Supplied records:
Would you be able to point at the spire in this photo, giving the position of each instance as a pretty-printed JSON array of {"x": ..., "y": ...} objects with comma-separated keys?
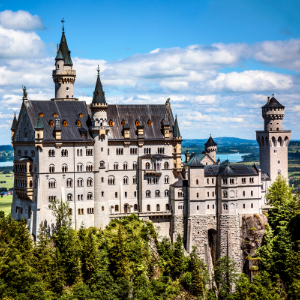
[
  {"x": 99, "y": 95},
  {"x": 176, "y": 132},
  {"x": 63, "y": 47},
  {"x": 39, "y": 123},
  {"x": 14, "y": 124}
]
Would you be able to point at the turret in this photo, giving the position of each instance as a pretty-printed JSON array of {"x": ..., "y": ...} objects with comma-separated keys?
[
  {"x": 273, "y": 113},
  {"x": 63, "y": 75},
  {"x": 211, "y": 148}
]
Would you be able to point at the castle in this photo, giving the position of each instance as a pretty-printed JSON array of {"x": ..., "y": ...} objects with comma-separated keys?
[{"x": 108, "y": 161}]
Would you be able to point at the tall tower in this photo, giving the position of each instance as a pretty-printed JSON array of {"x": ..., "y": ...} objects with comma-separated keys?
[
  {"x": 273, "y": 141},
  {"x": 99, "y": 131},
  {"x": 211, "y": 148},
  {"x": 63, "y": 75}
]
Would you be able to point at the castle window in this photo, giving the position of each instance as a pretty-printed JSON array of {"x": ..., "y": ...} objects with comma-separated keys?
[
  {"x": 89, "y": 182},
  {"x": 167, "y": 179},
  {"x": 80, "y": 182},
  {"x": 69, "y": 182},
  {"x": 111, "y": 180},
  {"x": 51, "y": 153}
]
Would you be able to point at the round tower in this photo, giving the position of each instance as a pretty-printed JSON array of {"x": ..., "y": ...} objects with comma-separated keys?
[
  {"x": 211, "y": 148},
  {"x": 63, "y": 75}
]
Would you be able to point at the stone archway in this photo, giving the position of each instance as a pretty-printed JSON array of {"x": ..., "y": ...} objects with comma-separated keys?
[{"x": 212, "y": 243}]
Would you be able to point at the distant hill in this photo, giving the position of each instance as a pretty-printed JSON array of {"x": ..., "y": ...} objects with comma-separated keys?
[{"x": 221, "y": 141}]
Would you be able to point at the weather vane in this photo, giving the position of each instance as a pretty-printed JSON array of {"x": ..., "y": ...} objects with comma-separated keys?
[{"x": 63, "y": 21}]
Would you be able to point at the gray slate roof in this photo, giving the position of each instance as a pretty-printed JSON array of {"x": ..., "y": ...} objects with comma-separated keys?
[
  {"x": 143, "y": 113},
  {"x": 66, "y": 110}
]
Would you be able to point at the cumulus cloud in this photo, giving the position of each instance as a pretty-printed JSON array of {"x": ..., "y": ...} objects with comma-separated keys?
[{"x": 20, "y": 20}]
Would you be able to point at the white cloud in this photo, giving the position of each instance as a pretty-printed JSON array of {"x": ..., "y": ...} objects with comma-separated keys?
[{"x": 20, "y": 20}]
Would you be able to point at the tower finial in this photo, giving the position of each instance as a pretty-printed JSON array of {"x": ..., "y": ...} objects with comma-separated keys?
[{"x": 63, "y": 21}]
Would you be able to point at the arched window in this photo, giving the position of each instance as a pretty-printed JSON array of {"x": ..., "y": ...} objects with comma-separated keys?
[
  {"x": 52, "y": 183},
  {"x": 80, "y": 182},
  {"x": 134, "y": 180},
  {"x": 64, "y": 153},
  {"x": 111, "y": 180},
  {"x": 125, "y": 180},
  {"x": 69, "y": 182},
  {"x": 166, "y": 179},
  {"x": 89, "y": 182},
  {"x": 64, "y": 168}
]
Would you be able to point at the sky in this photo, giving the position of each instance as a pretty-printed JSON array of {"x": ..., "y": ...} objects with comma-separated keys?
[{"x": 216, "y": 60}]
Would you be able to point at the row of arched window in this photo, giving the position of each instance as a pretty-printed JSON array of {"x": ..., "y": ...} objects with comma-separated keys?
[{"x": 157, "y": 193}]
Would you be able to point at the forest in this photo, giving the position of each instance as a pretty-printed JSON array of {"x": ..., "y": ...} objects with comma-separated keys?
[{"x": 126, "y": 260}]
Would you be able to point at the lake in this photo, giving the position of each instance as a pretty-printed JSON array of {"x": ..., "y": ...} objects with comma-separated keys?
[{"x": 234, "y": 157}]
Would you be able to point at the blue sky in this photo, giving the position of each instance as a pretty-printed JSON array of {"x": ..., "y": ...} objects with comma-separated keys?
[{"x": 217, "y": 60}]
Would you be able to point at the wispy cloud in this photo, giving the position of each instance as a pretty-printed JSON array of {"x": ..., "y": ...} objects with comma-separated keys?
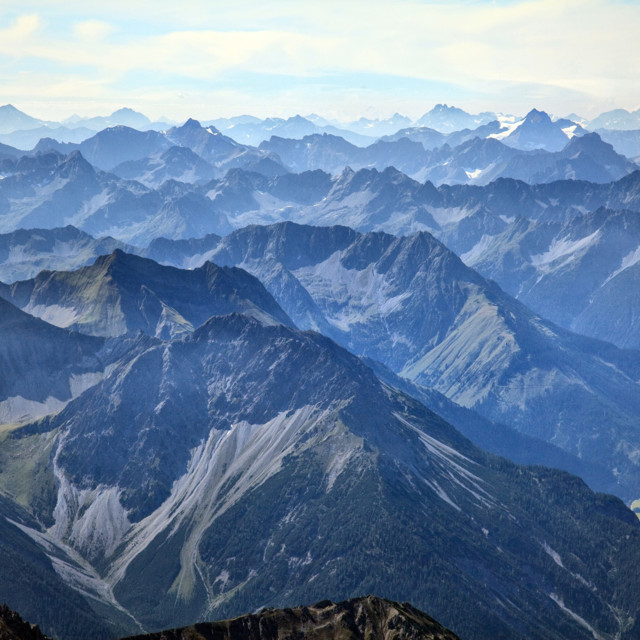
[{"x": 503, "y": 53}]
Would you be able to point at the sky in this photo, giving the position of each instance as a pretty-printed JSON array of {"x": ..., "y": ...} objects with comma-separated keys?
[{"x": 341, "y": 59}]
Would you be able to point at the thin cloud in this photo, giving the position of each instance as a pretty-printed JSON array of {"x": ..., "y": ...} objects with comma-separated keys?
[{"x": 585, "y": 47}]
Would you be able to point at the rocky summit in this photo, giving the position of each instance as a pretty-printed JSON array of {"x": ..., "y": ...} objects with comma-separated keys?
[{"x": 368, "y": 618}]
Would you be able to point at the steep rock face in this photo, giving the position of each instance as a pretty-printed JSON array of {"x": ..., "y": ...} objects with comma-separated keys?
[
  {"x": 359, "y": 619},
  {"x": 26, "y": 252},
  {"x": 121, "y": 293},
  {"x": 251, "y": 465},
  {"x": 43, "y": 367},
  {"x": 413, "y": 305},
  {"x": 12, "y": 627},
  {"x": 576, "y": 273},
  {"x": 35, "y": 581}
]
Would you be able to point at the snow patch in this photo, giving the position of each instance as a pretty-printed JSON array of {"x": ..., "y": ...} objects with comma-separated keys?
[
  {"x": 472, "y": 256},
  {"x": 580, "y": 620},
  {"x": 564, "y": 250},
  {"x": 628, "y": 261},
  {"x": 18, "y": 409},
  {"x": 554, "y": 555},
  {"x": 53, "y": 314}
]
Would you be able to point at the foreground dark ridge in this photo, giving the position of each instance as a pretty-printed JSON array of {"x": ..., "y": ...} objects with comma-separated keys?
[
  {"x": 367, "y": 618},
  {"x": 13, "y": 627}
]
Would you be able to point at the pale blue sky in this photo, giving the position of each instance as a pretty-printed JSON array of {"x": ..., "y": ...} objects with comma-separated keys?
[{"x": 343, "y": 59}]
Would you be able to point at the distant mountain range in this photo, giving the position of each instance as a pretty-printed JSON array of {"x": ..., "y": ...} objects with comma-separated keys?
[
  {"x": 378, "y": 296},
  {"x": 244, "y": 376}
]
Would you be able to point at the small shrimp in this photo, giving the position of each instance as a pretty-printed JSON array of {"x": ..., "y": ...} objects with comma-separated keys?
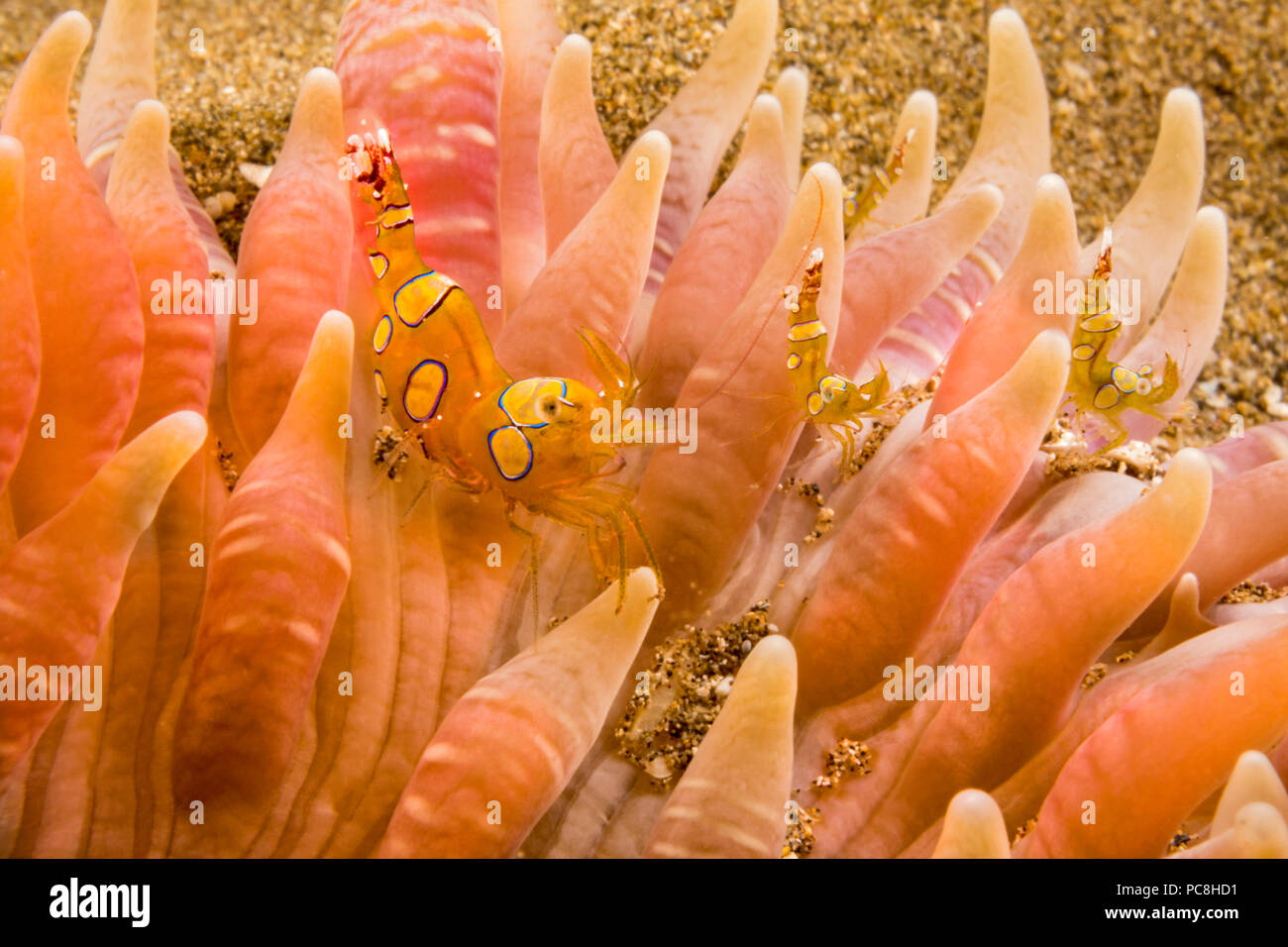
[
  {"x": 831, "y": 399},
  {"x": 859, "y": 208},
  {"x": 441, "y": 384},
  {"x": 1102, "y": 386}
]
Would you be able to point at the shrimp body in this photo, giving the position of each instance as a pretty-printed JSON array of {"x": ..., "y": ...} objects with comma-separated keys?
[
  {"x": 439, "y": 381},
  {"x": 829, "y": 398},
  {"x": 1098, "y": 385},
  {"x": 861, "y": 206}
]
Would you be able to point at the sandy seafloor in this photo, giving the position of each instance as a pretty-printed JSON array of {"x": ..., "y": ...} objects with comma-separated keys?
[{"x": 231, "y": 105}]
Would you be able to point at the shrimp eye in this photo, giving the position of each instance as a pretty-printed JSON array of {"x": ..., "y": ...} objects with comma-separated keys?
[{"x": 548, "y": 406}]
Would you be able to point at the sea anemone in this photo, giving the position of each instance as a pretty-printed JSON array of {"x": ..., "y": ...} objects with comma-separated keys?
[{"x": 305, "y": 656}]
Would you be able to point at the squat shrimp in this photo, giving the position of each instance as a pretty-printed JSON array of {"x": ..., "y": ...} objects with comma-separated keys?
[
  {"x": 441, "y": 384},
  {"x": 1099, "y": 385}
]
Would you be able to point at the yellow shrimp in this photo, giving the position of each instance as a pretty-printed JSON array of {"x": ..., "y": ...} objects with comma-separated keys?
[
  {"x": 1099, "y": 385},
  {"x": 859, "y": 208},
  {"x": 439, "y": 381},
  {"x": 831, "y": 399}
]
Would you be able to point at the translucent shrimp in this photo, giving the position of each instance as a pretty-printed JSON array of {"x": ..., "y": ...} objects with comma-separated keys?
[
  {"x": 859, "y": 208},
  {"x": 1098, "y": 385},
  {"x": 442, "y": 386}
]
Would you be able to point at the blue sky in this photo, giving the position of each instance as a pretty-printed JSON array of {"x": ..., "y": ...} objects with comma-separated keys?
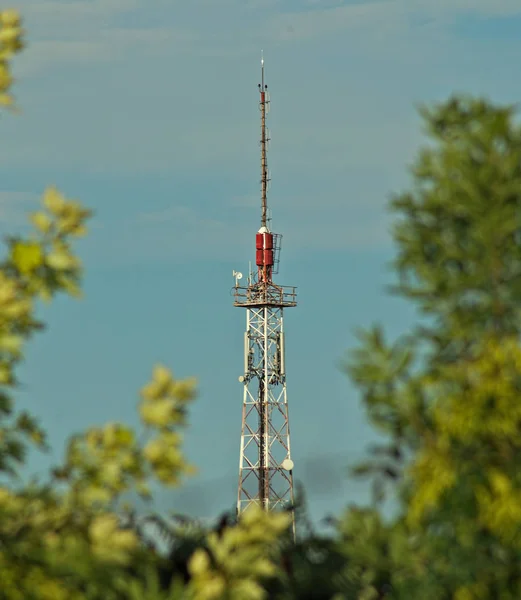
[{"x": 147, "y": 112}]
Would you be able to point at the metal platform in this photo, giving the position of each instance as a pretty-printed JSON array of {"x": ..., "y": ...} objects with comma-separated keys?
[{"x": 265, "y": 294}]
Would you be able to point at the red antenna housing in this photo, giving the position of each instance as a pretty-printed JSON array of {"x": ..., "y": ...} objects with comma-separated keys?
[{"x": 265, "y": 258}]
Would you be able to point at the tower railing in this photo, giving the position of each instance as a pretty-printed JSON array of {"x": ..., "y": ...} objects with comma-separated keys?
[{"x": 265, "y": 294}]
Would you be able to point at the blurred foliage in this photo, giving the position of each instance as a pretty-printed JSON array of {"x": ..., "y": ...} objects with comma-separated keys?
[{"x": 444, "y": 398}]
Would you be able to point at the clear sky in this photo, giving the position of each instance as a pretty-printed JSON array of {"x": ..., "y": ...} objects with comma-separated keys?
[{"x": 146, "y": 110}]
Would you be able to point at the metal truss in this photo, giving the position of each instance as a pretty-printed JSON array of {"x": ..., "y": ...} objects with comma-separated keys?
[{"x": 265, "y": 475}]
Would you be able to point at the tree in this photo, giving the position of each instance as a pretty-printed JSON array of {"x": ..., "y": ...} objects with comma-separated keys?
[
  {"x": 69, "y": 538},
  {"x": 444, "y": 397},
  {"x": 447, "y": 395}
]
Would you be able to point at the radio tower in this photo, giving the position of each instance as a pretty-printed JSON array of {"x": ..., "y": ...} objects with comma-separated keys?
[{"x": 266, "y": 468}]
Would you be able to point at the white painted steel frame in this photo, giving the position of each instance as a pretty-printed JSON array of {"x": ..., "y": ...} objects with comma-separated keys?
[{"x": 265, "y": 438}]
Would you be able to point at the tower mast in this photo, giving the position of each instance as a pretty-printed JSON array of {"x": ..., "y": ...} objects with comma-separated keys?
[{"x": 265, "y": 465}]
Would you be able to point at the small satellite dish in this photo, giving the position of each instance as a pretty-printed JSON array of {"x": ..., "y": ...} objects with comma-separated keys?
[{"x": 287, "y": 464}]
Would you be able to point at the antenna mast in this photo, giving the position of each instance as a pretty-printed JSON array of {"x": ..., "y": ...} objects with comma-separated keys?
[
  {"x": 264, "y": 101},
  {"x": 266, "y": 468}
]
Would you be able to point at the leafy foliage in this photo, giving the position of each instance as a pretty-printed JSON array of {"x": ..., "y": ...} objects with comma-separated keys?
[{"x": 444, "y": 398}]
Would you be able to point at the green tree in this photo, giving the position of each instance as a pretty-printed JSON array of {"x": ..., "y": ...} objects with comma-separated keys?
[
  {"x": 444, "y": 398},
  {"x": 446, "y": 395},
  {"x": 69, "y": 538}
]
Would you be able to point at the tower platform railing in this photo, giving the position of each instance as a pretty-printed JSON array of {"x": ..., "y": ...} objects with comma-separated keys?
[{"x": 265, "y": 294}]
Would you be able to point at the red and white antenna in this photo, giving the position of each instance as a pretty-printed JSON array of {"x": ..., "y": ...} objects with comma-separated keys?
[
  {"x": 266, "y": 467},
  {"x": 264, "y": 241}
]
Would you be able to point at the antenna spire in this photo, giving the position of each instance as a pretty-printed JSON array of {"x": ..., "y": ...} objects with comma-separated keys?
[{"x": 264, "y": 141}]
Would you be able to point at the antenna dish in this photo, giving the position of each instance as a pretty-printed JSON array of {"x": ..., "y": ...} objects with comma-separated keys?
[{"x": 287, "y": 464}]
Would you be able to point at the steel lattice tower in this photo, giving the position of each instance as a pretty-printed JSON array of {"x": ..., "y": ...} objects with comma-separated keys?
[{"x": 266, "y": 468}]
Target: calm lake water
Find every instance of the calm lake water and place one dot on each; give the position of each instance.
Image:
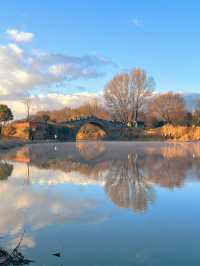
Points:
(102, 203)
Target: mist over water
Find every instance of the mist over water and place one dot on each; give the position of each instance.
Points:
(102, 203)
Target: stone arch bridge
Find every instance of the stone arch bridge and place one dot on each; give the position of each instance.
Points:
(113, 129)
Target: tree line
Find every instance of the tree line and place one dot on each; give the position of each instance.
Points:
(128, 98)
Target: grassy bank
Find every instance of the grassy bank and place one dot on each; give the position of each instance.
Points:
(176, 133)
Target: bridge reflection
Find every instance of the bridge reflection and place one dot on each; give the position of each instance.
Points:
(129, 172)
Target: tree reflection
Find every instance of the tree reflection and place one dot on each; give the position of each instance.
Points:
(128, 171)
(5, 170)
(127, 186)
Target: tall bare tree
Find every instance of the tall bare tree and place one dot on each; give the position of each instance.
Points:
(196, 113)
(28, 101)
(169, 107)
(126, 94)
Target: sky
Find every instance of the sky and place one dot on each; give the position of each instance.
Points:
(64, 52)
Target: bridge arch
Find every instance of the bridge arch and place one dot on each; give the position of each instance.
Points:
(112, 129)
(103, 133)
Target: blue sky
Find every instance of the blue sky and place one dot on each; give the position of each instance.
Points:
(162, 37)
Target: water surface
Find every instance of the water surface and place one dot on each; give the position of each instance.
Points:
(101, 203)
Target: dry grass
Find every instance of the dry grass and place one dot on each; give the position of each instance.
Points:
(181, 133)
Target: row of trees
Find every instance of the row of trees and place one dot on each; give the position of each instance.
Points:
(129, 98)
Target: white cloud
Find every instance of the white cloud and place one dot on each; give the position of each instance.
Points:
(51, 101)
(137, 22)
(37, 72)
(20, 36)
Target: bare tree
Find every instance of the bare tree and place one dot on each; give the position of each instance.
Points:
(28, 101)
(126, 94)
(196, 113)
(169, 107)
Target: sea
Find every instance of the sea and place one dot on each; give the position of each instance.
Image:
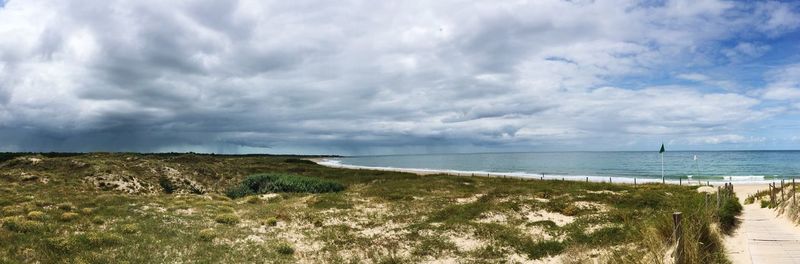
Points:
(696, 167)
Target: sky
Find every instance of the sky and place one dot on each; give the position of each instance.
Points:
(391, 77)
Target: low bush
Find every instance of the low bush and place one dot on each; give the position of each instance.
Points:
(228, 219)
(299, 161)
(21, 225)
(36, 215)
(65, 206)
(129, 228)
(69, 216)
(284, 248)
(267, 183)
(207, 234)
(166, 185)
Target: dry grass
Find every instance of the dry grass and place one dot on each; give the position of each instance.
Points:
(384, 217)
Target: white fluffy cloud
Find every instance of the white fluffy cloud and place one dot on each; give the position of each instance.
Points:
(352, 75)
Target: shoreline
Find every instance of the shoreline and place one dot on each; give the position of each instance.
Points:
(528, 176)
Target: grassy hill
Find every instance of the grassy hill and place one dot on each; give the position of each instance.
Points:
(138, 208)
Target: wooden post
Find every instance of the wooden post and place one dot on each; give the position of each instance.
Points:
(771, 195)
(677, 234)
(783, 197)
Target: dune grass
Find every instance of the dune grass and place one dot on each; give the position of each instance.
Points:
(278, 182)
(310, 216)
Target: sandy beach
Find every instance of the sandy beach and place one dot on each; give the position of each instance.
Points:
(755, 221)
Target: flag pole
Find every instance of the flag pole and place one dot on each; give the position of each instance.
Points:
(661, 151)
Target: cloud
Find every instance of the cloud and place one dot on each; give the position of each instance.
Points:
(784, 83)
(724, 139)
(366, 77)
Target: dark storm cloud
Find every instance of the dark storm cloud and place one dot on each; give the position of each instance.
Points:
(363, 77)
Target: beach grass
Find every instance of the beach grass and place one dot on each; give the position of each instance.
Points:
(100, 208)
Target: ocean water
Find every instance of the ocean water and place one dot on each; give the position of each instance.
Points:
(714, 166)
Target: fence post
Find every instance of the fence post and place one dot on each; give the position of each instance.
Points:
(677, 234)
(771, 195)
(783, 197)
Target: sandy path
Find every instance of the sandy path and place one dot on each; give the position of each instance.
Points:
(763, 236)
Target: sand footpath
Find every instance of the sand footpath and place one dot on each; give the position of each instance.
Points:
(763, 236)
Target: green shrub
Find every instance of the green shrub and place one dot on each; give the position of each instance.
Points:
(21, 225)
(207, 234)
(239, 191)
(69, 216)
(65, 206)
(36, 215)
(129, 228)
(228, 219)
(166, 185)
(544, 249)
(284, 248)
(86, 241)
(268, 183)
(299, 161)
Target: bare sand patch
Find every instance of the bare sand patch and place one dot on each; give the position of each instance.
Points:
(603, 192)
(464, 242)
(493, 217)
(542, 215)
(707, 189)
(594, 206)
(470, 199)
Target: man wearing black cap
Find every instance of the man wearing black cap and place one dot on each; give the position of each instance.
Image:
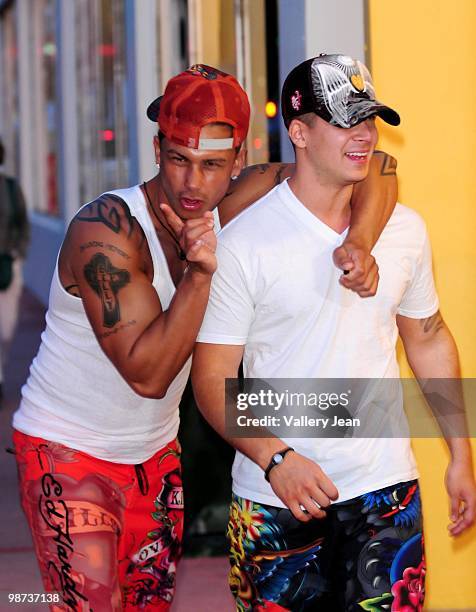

What is needed:
Only the lines from the one containing "Target: green shrub" through the final line of the records should be transcribed, exactly and with no pictures.

Your response:
Target: green shrub
Find every instance of the green shrub and place one dot on each; give the position of each instance.
Points:
(21, 225)
(207, 234)
(239, 191)
(69, 216)
(65, 206)
(36, 215)
(129, 228)
(228, 219)
(166, 185)
(544, 249)
(284, 248)
(86, 241)
(268, 183)
(299, 161)
Target: bare sand patch
Find every instance of the bare sand patch and place one dot on each; give the position of each instance.
Points:
(603, 192)
(464, 242)
(493, 217)
(542, 215)
(707, 189)
(594, 206)
(470, 199)
Target: man wearing black cap
Find every instance of the man wearing black cap and place one dot on each; give the position of each instance.
Image:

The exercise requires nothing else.